BEGIN Source document

If you’re interested in creating a surreal look, don’t be afraid to go crazy with the concept. Think “What if?” and just try stuff that seems illogical.
We started out with a concept and a sketch that goes like this – “What if there are predators in heaven – i.e. girls that look sexy wearing animal skin, exotic predators like eagles and cheetahs.”
STEP 2: Create the postwork
Gather all the stocks you need for your manipulation and cut them out using Photoshop. If you have a buddy helping you do this it could help ease the workload as long as he’s good at what he’s doing. If the edges are too sharp don’t forget to Refine Edge (CS3) / Feather it a bit.
For this piece, after we had almost everything cut out and the main elements placed, we decided to create the road first and insert it into the composition. It was fairly simple, just take a stock of some roads and cut them out. Path the surreal shapes you want and fill them with the according colours. Finally, texture them with the textures from the stock of the roads.
STEP 3: On to composition
This is a huge step and it’s where you would define the form and positioning of them to create a fluent composition. You’ll need patience.
One of the most important things to remember is visual hierarchy. If your design has a lot of different elements like mine has, be sure to define a clear visual hierarchy so it does not seem as messy. In mine, notice how the main girl is large and the rest of the elements are smaller because they are less important.
If you’re designing a surreal piece that appears somewhat realistic, make sure the perspectives and angles of the stocks makes sense. Don’t be afraid to use the Perspective, Wrap, Skew transform tools to get it right. Also there is a filter called Distort -> Sheer which could help.
The stock’s default lighting is also a concern; but it won’t be if you have great dodging / burning & brushing skills.
Right now, it will be a good idea to match the contrasts and brightness of the stocks in the image as you place them in the composition. Use Levels adjustments to achieve this.
For stuff like clouds, make sure you use a layer mask. Brush onto the layer mask with a soft black brush set on a medium opacity for that blended appearance.
If you’re wondering how I did the floating islands, they’re just mountains flipped vertically while the top side is from a stock of cliffs. Blend them together using that layer mask method for the clouds and voila.
Also at this point, it’s optional to add effects. I made the angel statue in the middle completely white and duplicated him for various blurs. Also I smudged him a bit on a new layer with a funky edged brush set on scatter to create a smoky effect. I added some glowing star effect near it as well; this is easy just grab a soft tip brush and modify the Spacing, Scattering and Size Jitter in the brush engine.
STEP 4: Blending
Blending is obviously really important for this sort of graphic to look consistent. For good blending you will need to match the elements so that they look as if they belong in the same image. You will need to match the colour, contrast, depth, brightness and it is also important to make sure anything isn’t too sharp edged that they might look out of place (feathering or blurring would help).
One of the easy ways to add to the blended look for my image was to get stock of clouds and add them in set on Overlay or Lighten/Screen between the elements. Doing so, whether it be clouds or any other texture could make your elements have more of a connection between them.
One of the best ways to achieve a decent blend in colours, contrasts and brightness is to use adjustment layers. In mine, I have used Levels, Curves, Colour Balance, Gradient Map (set on low opacity), Photo Filter, and Channel Mixer. No need to worry if the result you get is a little dark, because you can fix that later with good dodging. It actually allows you to experiment more with lighting later. Also keep in mind that you can brush onto the layer masks if you think the adjustment layer did good to one area but not another.

END Source document

__Brief 1__. According to the Photoshop tutorial, why is the main girl large while the other elements are smaller?

BEGIN Input material

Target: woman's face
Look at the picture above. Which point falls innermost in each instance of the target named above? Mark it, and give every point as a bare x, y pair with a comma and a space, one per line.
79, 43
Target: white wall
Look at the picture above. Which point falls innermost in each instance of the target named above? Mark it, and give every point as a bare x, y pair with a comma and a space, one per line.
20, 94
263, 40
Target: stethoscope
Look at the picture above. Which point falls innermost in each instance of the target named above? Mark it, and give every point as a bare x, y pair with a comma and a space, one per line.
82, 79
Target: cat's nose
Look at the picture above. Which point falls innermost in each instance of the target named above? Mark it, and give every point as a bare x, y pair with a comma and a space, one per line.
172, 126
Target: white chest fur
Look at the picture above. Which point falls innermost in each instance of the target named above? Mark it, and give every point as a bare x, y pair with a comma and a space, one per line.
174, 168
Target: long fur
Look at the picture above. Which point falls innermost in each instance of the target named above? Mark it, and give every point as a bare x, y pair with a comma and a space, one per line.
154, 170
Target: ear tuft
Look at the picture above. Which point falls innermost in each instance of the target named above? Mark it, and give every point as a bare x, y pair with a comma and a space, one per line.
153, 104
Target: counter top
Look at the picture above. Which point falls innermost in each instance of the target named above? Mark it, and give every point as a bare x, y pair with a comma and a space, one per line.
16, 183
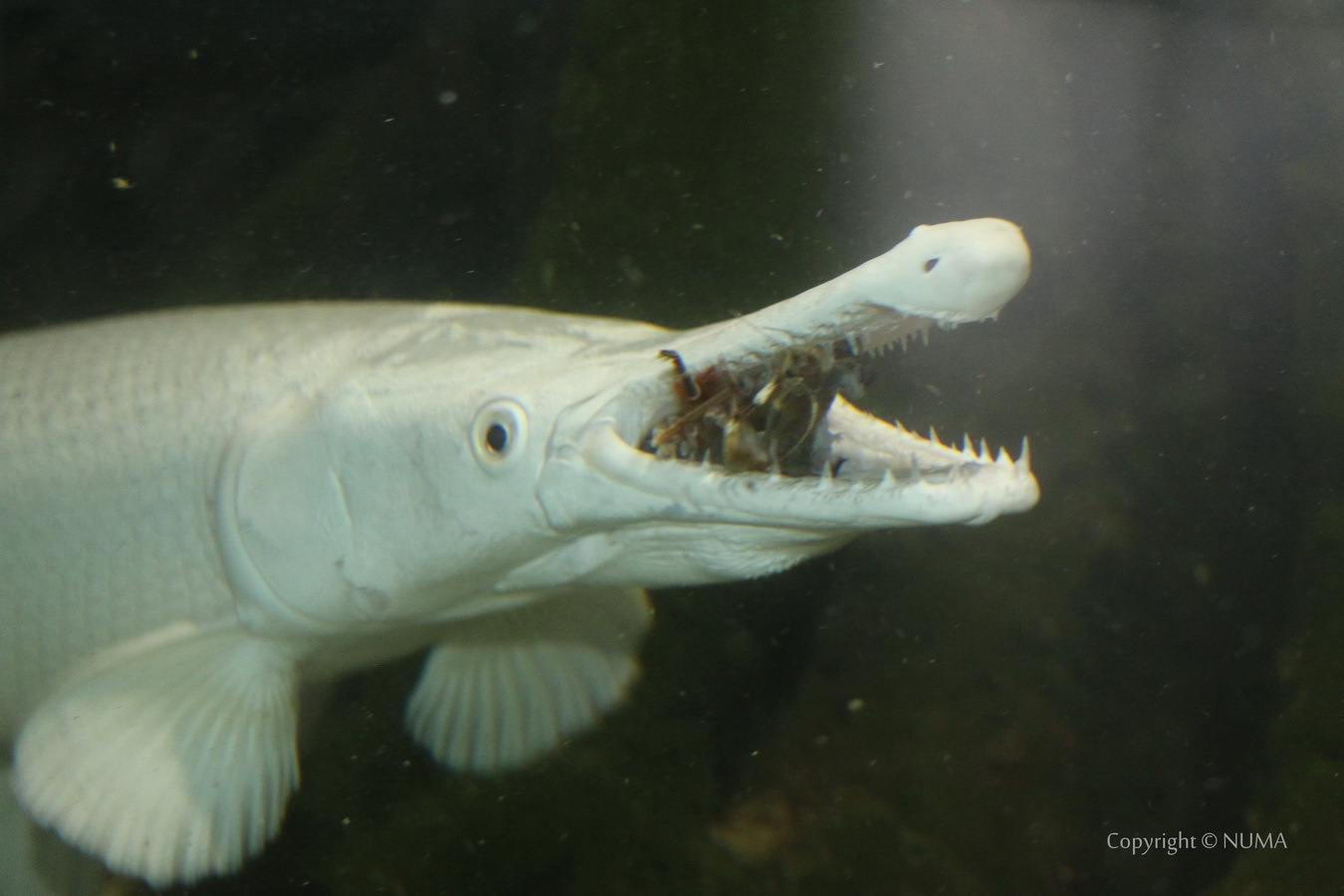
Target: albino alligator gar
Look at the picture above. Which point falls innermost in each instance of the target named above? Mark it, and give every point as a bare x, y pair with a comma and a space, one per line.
202, 508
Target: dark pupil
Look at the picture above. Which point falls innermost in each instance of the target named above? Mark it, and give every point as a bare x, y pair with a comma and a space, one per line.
496, 437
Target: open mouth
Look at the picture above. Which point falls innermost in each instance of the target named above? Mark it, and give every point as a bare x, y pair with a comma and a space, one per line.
791, 415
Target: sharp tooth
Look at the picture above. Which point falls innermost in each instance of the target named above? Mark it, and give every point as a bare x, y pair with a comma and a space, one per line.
1023, 462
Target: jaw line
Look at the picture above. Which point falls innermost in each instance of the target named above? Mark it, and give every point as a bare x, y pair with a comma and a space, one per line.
870, 473
897, 479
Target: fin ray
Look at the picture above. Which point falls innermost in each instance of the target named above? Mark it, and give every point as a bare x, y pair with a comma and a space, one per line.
171, 757
502, 689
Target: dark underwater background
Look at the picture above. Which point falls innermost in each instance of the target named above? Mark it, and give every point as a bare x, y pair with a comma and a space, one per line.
1156, 649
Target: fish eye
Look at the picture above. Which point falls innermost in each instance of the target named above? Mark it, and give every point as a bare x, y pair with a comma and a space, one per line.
499, 434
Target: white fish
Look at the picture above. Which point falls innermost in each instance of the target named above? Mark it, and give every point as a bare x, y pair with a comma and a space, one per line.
202, 508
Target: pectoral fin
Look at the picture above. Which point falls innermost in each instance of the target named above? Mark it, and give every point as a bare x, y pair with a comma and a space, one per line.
508, 687
169, 757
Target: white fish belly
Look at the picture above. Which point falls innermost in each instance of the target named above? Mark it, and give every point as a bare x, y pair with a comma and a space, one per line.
107, 456
111, 441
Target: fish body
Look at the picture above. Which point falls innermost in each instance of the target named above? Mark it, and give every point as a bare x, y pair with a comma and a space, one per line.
202, 508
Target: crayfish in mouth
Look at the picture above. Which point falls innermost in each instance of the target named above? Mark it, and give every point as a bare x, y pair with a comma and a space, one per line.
760, 418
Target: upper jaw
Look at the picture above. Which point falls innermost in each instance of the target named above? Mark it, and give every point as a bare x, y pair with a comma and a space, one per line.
748, 421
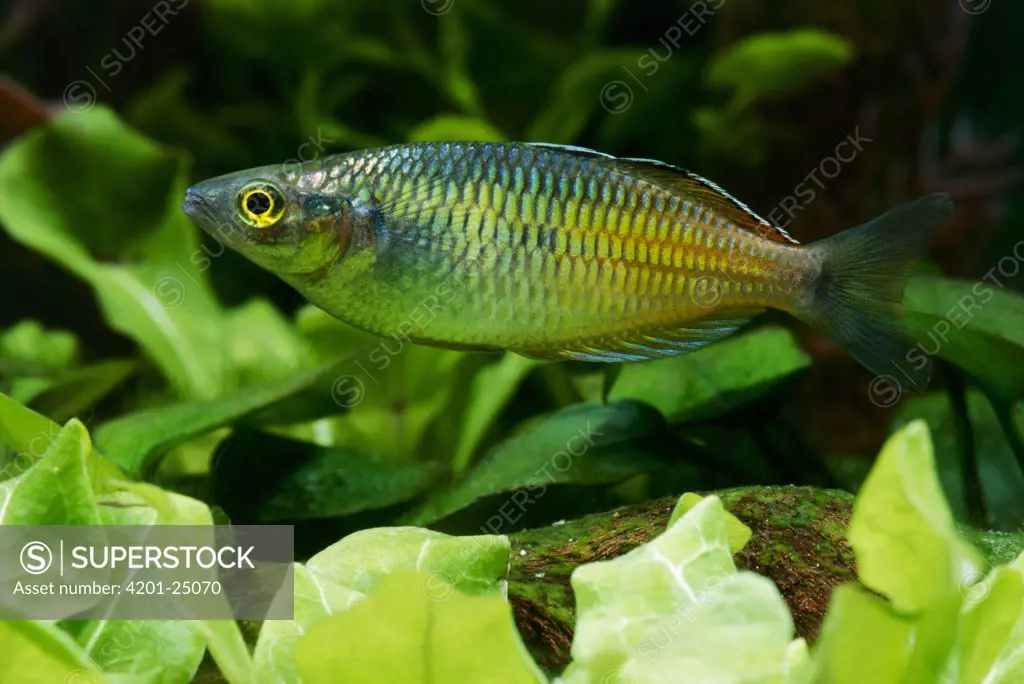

END Input material

__Brief 2__. Return every line of the rows that contains the string "white", with case counting.

__Full solution 1__. The tutorial says a design with many different elements needs a clear visual hierarchy so it does not seem messy. The main girl is large and the rest are smaller because those other elements are less important.

__Full solution 2__.
Target: white wall
Target: white chest fur
Target: white fish
Target: white fish belly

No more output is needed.